#### [Task description]
Retype the material below. Keep every word exactly as it is.
BEGIN Data excerpts
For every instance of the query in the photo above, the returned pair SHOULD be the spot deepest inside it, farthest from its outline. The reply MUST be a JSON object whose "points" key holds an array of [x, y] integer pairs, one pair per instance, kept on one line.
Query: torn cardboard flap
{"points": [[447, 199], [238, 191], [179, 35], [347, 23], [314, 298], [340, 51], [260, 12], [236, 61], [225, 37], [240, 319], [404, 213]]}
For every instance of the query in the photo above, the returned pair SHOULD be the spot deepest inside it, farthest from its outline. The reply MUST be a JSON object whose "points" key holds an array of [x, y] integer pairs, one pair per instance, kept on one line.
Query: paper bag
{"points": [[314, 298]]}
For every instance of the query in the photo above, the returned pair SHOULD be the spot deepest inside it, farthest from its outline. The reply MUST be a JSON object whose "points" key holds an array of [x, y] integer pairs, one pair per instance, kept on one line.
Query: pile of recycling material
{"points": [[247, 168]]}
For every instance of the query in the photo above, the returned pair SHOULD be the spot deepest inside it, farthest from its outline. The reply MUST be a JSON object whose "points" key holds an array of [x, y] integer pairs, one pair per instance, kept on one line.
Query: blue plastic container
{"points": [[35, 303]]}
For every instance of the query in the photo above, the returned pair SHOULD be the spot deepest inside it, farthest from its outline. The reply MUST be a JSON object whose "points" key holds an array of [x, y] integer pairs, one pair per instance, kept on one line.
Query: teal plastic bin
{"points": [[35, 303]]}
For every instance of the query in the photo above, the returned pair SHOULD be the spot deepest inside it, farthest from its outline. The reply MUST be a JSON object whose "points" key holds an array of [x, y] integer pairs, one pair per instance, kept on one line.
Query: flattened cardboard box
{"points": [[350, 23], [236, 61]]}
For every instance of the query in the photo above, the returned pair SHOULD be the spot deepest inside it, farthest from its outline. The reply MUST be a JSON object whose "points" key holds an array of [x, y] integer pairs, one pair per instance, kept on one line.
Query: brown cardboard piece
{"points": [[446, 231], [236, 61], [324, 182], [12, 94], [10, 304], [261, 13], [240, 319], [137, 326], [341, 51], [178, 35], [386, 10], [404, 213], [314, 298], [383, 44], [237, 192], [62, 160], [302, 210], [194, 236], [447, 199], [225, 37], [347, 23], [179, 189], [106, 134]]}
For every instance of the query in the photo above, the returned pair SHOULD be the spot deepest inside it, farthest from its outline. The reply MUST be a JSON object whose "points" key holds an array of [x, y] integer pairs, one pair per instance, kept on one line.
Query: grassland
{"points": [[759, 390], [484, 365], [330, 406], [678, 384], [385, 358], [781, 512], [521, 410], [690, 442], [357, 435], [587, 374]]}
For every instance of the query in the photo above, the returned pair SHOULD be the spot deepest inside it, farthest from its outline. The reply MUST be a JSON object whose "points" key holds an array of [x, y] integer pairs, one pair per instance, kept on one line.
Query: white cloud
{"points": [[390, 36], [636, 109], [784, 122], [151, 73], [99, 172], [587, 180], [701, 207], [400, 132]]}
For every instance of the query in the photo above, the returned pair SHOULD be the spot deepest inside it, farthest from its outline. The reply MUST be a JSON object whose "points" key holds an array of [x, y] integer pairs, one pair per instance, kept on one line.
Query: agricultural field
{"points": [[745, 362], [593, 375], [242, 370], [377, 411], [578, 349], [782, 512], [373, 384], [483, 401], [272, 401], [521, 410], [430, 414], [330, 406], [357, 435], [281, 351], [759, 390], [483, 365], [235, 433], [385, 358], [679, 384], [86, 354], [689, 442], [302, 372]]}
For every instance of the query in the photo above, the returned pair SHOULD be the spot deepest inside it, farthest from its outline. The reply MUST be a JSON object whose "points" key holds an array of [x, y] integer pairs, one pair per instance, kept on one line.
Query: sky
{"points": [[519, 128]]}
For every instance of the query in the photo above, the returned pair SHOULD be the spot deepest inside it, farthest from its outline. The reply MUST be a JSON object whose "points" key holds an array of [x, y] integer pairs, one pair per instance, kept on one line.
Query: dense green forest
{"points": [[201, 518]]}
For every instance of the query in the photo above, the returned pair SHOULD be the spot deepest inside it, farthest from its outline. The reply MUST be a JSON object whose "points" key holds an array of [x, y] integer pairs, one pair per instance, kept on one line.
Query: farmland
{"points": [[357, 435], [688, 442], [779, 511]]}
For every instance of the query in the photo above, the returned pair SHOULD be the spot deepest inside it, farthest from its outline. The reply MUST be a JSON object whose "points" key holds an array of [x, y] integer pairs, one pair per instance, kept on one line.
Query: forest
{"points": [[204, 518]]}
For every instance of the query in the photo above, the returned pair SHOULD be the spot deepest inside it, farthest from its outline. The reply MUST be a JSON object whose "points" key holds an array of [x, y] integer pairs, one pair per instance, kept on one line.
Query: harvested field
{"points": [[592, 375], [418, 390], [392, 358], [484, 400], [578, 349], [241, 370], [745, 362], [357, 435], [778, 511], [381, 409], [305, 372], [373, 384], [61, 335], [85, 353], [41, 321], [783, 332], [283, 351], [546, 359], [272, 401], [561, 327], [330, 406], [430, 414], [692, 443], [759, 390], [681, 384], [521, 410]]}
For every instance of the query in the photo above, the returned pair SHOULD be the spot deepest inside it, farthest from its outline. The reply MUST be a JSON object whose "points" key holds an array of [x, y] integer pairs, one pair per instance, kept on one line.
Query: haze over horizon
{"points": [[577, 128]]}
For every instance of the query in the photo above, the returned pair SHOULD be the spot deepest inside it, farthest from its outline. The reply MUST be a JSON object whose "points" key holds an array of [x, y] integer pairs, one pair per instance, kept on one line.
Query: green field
END Data excerpts
#### [Correct output]
For every instance of the query in the photo above, the returned pair SHOULD be the spot deepest inside it, farthest from its outline. The reply MUST be a JSON object whose "points" key holds an array of [x, y] integer pairs, one pair per instance, kept on one line.
Query: torn cardboard flap
{"points": [[447, 199], [238, 191], [179, 35], [347, 23], [314, 298], [340, 51], [260, 12], [236, 61], [225, 37], [240, 319], [404, 213]]}
For every instance of the query in the photo above, the returned pair SHOULD be the spot deepest inside it, farthest from its outline. The reply MUST be a JSON object whose "points" key holds an array of [x, y] integer pairs, one pair per instance, kept on one line.
Query: paper bag
{"points": [[314, 298]]}
For every instance of the query in the photo above, the returned pair SHOULD be the spot deepest inside it, farthest from its outline. The reply MUST be a JSON object whose "points" key holds an array of [x, y] integer pairs, one pair per instance, kept on one line.
Query: pile of recycling material
{"points": [[247, 168]]}
For every instance of the query in the photo above, the returned pair SHOULD be the spot deepest inside it, farthest from its outline. The reply MUST be a JSON object whose "points" key holds an array of [x, y] integer pairs, one pair per instance, kept on one line.
Query: blue plastic container
{"points": [[35, 303]]}
For every instance of the query in the photo above, the returned pair SHOULD be the spot deepest inside it, farthest from its outline. The reply MUST be a JSON object whose "points" key holds an array of [x, y] integer pairs, one pair per instance, kept on one line.
Query: teal plastic bin
{"points": [[35, 303]]}
For every instance of the query in the photo above, the returned pair SHOULD be the spot deepest inside it, farthest from its outline. The reply MUST be a JSON object whose "points" key holds an array of [x, y] integer pairs, one pair per instance, kept on one line.
Query: flattened cardboard box
{"points": [[350, 23], [236, 61]]}
For every instance of the query in the photo above, the returned pair SHOULD be the spot deepest inside it, farthest from its outline. The reply MUST be a JSON object whose "points" key holds an array of [x, y] integer pairs, one pair per instance, kept on one line.
Query: brown cardboard piece
{"points": [[446, 231], [236, 61], [324, 182], [12, 94], [10, 304], [261, 13], [240, 319], [137, 326], [341, 51], [178, 35], [386, 10], [404, 213], [314, 298], [383, 44], [237, 192], [62, 160], [302, 210], [194, 236], [447, 199], [225, 37], [347, 23], [179, 189], [106, 134]]}
For every instance of the query in the photo above, the returned pair SHOULD be the spot deepest inside it, farthest from its outline. The reply MUST be a JSON object whose "points" key holds an array of [x, y] integer pairs, one pair per instance, kept on one line.
Query: grassland
{"points": [[759, 390], [484, 365], [330, 406], [678, 384], [385, 358], [781, 512], [521, 410], [690, 442], [357, 435], [587, 374]]}
For every instance of the query in the photo above, the returned pair SHOULD be the spot deepest inside it, farthest from its outline. The reply MUST be a JSON object whose "points" key holds an array of [x, y] integer pairs, one pair per instance, kept on one line.
Query: white cloud
{"points": [[390, 36], [636, 109], [784, 122], [151, 73], [99, 172], [587, 180], [701, 207], [400, 132]]}
For every instance of the query in the photo above, the returned pair SHOULD be the spot deepest inside it, farthest from its outline. The reply MUST be a JSON object whose "points" key holds an array of [x, y] integer pairs, one pair per instance, kept on one line.
Query: agricultural field
{"points": [[745, 362], [593, 375], [242, 370], [377, 411], [578, 349], [782, 512], [373, 384], [483, 401], [272, 401], [521, 410], [430, 414], [330, 406], [357, 435], [281, 351], [759, 390], [483, 365], [235, 433], [385, 358], [679, 384], [86, 354], [689, 442], [302, 372]]}
For every instance of the query in the photo above, the returned pair SHOULD be the spot deepest inside it, farthest from its outline. The reply MUST be a JSON object whose "points" key holds an array of [x, y] integer pairs, one pair per instance, kept on one line.
Query: sky
{"points": [[519, 128]]}
For every instance of the query in the photo above, the returned pair SHOULD be the spot deepest inside it, farthest from its outline. The reply MUST be a JSON object whose "points" key holds an array of [x, y] integer pairs, one pair per instance, kept on one line.
Query: dense green forest
{"points": [[201, 518]]}
For every instance of the query in the photo above, the returned pair SHOULD be the spot deepest inside it, farthest from its outline. The reply MUST be a JSON object whose "points" key holds an array of [x, y] integer pairs, one pair per instance, kept on one line.
Query: farmland
{"points": [[357, 435], [688, 442], [779, 511]]}
For every instance of the query in the photo above, the returned pair SHOULD be the spot deepest inside it, farthest from its outline. The reply MUST be a JSON object whose "points" key holds an array of [x, y] integer pairs, one pair per instance, kept on one line.
Query: forest
{"points": [[204, 518]]}
For every instance of the query in the photo above, the returned pair SHOULD be the spot deepest inside it, farthest from its outline. The reply MUST be a JSON object whose "points" key holds an array of [x, y] integer pairs, one pair per instance, kept on one line.
Query: harvested field
{"points": [[592, 375], [418, 390], [392, 358], [484, 400], [578, 349], [241, 370], [745, 362], [357, 435], [778, 511], [381, 409], [305, 372], [373, 384], [61, 335], [85, 353], [41, 321], [783, 332], [283, 351], [546, 359], [272, 401], [561, 327], [330, 406], [430, 414], [692, 443], [759, 390], [681, 384], [521, 410]]}
For every instance of the query in the photo above, the returned pair SHOULD be the spot deepest inside it, farthest from its outline. The reply MUST be a JSON object whose "points" key holds an array of [x, y] integer pairs, one pair per instance, kept on one line.
Query: haze over horizon
{"points": [[577, 128]]}
For every instance of the query in the photo above, the returned pair SHOULD be the spot deepest inside it, farthest from its outline. The reply MUST be a JSON object whose "points" key holds an array of [x, y] integer pairs, one pair per instance, kept on one line.
Query: green field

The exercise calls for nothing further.